◆ Task description ◆
Copy the entries below word for word, omitting the pictures.

◆ Supplied information ◆

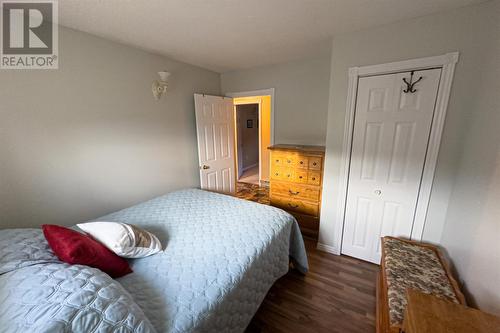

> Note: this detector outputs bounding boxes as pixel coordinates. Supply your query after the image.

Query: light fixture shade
[158,71,170,82]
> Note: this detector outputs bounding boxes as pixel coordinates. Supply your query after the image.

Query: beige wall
[0,28,220,227]
[221,43,330,145]
[320,1,500,311]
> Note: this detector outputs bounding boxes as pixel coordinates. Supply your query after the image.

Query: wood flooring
[246,239,379,333]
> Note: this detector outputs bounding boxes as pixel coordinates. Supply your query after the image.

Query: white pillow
[77,222,162,258]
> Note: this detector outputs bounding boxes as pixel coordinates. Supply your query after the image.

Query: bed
[0,189,308,332]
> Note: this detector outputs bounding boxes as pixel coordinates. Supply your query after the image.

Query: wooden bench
[377,237,465,333]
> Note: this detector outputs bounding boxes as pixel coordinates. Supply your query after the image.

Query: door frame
[332,52,459,254]
[225,88,275,183]
[233,97,262,184]
[226,88,275,145]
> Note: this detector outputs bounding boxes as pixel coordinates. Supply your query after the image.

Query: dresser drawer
[271,195,319,216]
[283,153,297,168]
[294,169,307,184]
[308,156,322,170]
[271,166,285,180]
[271,182,320,202]
[271,153,285,168]
[307,171,321,185]
[295,155,309,169]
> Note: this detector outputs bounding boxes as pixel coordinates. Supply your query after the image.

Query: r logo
[2,2,52,54]
[0,0,58,69]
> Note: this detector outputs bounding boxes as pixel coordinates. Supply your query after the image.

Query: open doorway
[233,95,272,186]
[235,104,260,185]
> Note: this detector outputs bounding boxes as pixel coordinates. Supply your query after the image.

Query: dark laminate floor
[246,239,378,333]
[236,182,270,205]
[236,183,378,333]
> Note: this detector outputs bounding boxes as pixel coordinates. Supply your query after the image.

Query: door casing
[317,52,459,255]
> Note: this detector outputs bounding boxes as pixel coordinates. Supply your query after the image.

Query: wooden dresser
[269,145,325,237]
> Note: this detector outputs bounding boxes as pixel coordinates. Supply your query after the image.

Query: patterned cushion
[383,237,459,326]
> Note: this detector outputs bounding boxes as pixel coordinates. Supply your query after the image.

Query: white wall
[319,1,500,309]
[441,1,500,315]
[221,43,330,145]
[0,28,220,227]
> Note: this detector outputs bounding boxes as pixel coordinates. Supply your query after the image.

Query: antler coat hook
[403,71,422,93]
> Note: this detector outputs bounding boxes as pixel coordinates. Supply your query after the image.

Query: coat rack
[403,71,422,94]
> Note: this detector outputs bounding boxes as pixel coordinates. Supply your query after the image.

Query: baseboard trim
[316,243,340,255]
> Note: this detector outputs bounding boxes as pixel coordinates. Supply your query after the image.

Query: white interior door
[194,94,236,193]
[342,69,441,264]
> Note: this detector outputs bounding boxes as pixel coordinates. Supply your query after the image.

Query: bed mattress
[95,189,308,332]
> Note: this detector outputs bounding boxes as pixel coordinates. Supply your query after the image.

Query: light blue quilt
[99,189,308,333]
[0,189,308,333]
[0,229,155,333]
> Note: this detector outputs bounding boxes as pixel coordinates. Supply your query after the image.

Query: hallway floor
[238,165,259,185]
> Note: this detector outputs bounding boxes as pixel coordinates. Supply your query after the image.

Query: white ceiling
[59,0,484,72]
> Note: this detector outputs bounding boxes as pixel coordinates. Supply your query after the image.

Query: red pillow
[42,224,132,278]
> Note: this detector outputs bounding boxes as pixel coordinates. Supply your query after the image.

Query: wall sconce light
[151,71,170,100]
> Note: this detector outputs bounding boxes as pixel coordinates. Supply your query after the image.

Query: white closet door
[194,94,236,193]
[342,69,441,264]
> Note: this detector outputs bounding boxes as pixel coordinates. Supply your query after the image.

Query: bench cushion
[383,237,460,326]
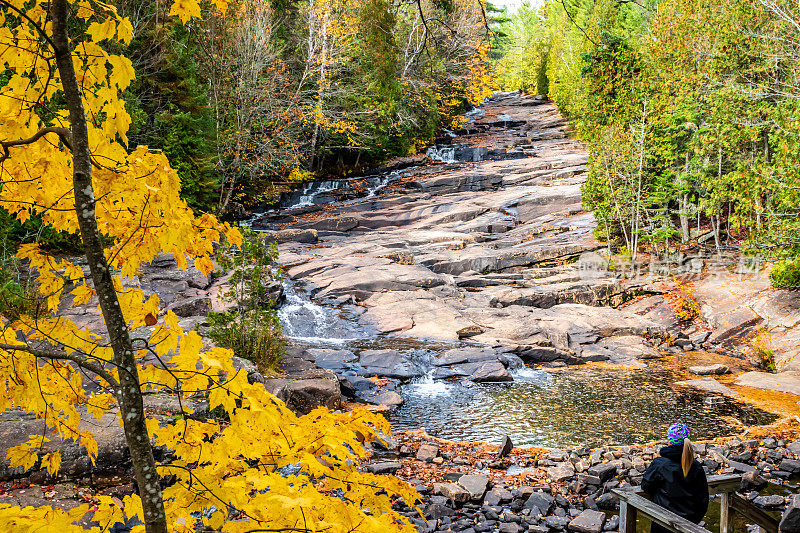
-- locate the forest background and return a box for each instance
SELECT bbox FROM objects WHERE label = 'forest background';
[492,0,800,288]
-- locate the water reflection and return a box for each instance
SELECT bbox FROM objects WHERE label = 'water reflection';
[389,368,777,446]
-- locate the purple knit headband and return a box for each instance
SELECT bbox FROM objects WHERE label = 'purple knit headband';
[667,422,689,444]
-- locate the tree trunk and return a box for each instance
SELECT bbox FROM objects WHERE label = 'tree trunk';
[680,193,689,242]
[50,0,167,533]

◆ Solution for this exercise ◆
> Note: this detector outputs bounding boxes as pixel coordinates. Supply your query after the image.

Query: light fixture shade
[158,71,170,82]
> Note: this detector outputs bounding boxes as pixel coordinates. Supply your query after the image.

Query: beige wall
[0,28,220,227]
[221,43,330,145]
[320,1,500,311]
> Note: this detector outputs bounding boxes as pixel coordinates. Supply your query after the image.

Query: wood flooring
[246,239,379,333]
> Note: this detector outputs bounding boxes as pixel coordinates. Supply your query after the image.

Query: white pillow
[77,222,162,258]
> Note: this detector outputs bounding boxes as pixel coordinates. Supply your query after the image.

Query: bed
[0,189,308,332]
> Note: this detector outputs bounding boxes as pixel coordinates. Supply your query after the image.

Query: wooden bench
[377,237,465,333]
> Note: this detector outputs bounding boxes as pixel coordinates. Supply your query after the image.

Query: door frame
[332,52,459,254]
[225,88,275,183]
[233,97,262,184]
[226,88,275,145]
> Note: this detector outputs bounding boxes as pixel coordinates. Supply your query after the image.

Query: dresser drawer
[271,195,319,216]
[283,153,297,168]
[294,169,307,184]
[308,156,322,170]
[271,166,285,180]
[271,182,320,202]
[271,153,285,168]
[307,171,321,185]
[295,155,309,169]
> Note: this detector outputs bounding boxes as pixel coordinates. Supply your query after the image.

Query: r logo
[2,2,52,54]
[0,0,58,69]
> Note: this detector outputs bounding boxes as pixel coordinates. Supply your query after the image.

Query: open doorway
[233,95,272,186]
[235,104,260,185]
> Note: this detector outputs bounding boxes as pixel coordinates. Supply your query after the image.

Query: dark laminate floor
[246,239,378,333]
[236,182,270,205]
[236,183,378,333]
> Note: this detector outputs bounding boxes as pixel coordinates. Supply your query after the image.

Query: door casing
[317,52,459,255]
> Note: this detector outputs bounding boxes as pixel coordinates. Supply your query after the image.

Query: wooden dresser
[269,145,325,237]
> Note: this detector outputs bounding boxes as pixel coordinates. Supply your query after the image.

Query: patterned cushion
[383,237,459,326]
> Note: this detector outputs bounding boxes as pixel coordinates. Supply your query after the image.

Query: white wall
[319,1,500,309]
[441,1,500,315]
[221,43,330,145]
[0,28,220,227]
> Note: this detector outputs bounding boxes as pixel coordinates. Supply your query after the image.

Query: antler coat hook
[403,71,422,93]
> Note: this detector outputs bounding boxes as pixel coordinates. Supply your query after the image.

Query: coat rack
[403,71,422,94]
> Note: this detector outputs bounding boxes as pixel coordinates. Supply your query after the image.

Query: baseboard trim
[316,243,340,255]
> Note: this detector outputs bounding boxes as pixel coordinates. Supply your query after the image.

Query: white interior door
[194,94,236,193]
[342,69,441,264]
> Note: this detector outputs bounding boxes as pixel coordinates. Supply your query after the image.

Query: bed mattress
[95,189,308,332]
> Note: this detector outputs bounding boxes as pixel coordinates. Supply your query after the image.

Query: light blue quilt
[99,189,308,333]
[0,189,308,333]
[0,229,155,333]
> Note: this detector outputs bounding boxes as pixel coordinates. Supply your query after the image.

Query: hallway floor
[238,165,259,185]
> Note: this detector outputs bounding boxes as pixel coordinates. Supply your query after the image.

Query: white ceiling
[59,0,484,72]
> Note: this detector outputs bounding boxes as pixel coordinates. Supply your query after the image.

Query: red pillow
[42,224,132,278]
> Note: this detector outputs bounding boxes as pixel coordinates. Supply your query after the image.

Query: wall sconce light
[151,71,170,100]
> Note: this detector outputs bounding boxes as pixel coordinates. Supply your query after the image.

Query: white closet door
[194,94,236,193]
[342,69,441,264]
> Note: this detector outputs bounding boxes as pixel coordinates. Supply your query after the image.

Query: bench cushion
[383,237,460,326]
-- locate the forest background and return a box for each instance
SELECT bbox FROM objects WHERE label = 'forest background';
[492,0,800,288]
-- locate the water reflection and return a box for each instance
SELECT bbox FROM objects WHERE label = 'water reflection';
[389,368,777,446]
-- locate the purple knit headband and return a box for each instance
SELECT bbox FROM objects WHERE label = 'purple knit headband';
[667,422,689,444]
-- locate the tree trunk and return a box for each instance
SELECT bbox FROM objects WHERE label = 'tree trunk';
[680,193,689,242]
[50,0,167,533]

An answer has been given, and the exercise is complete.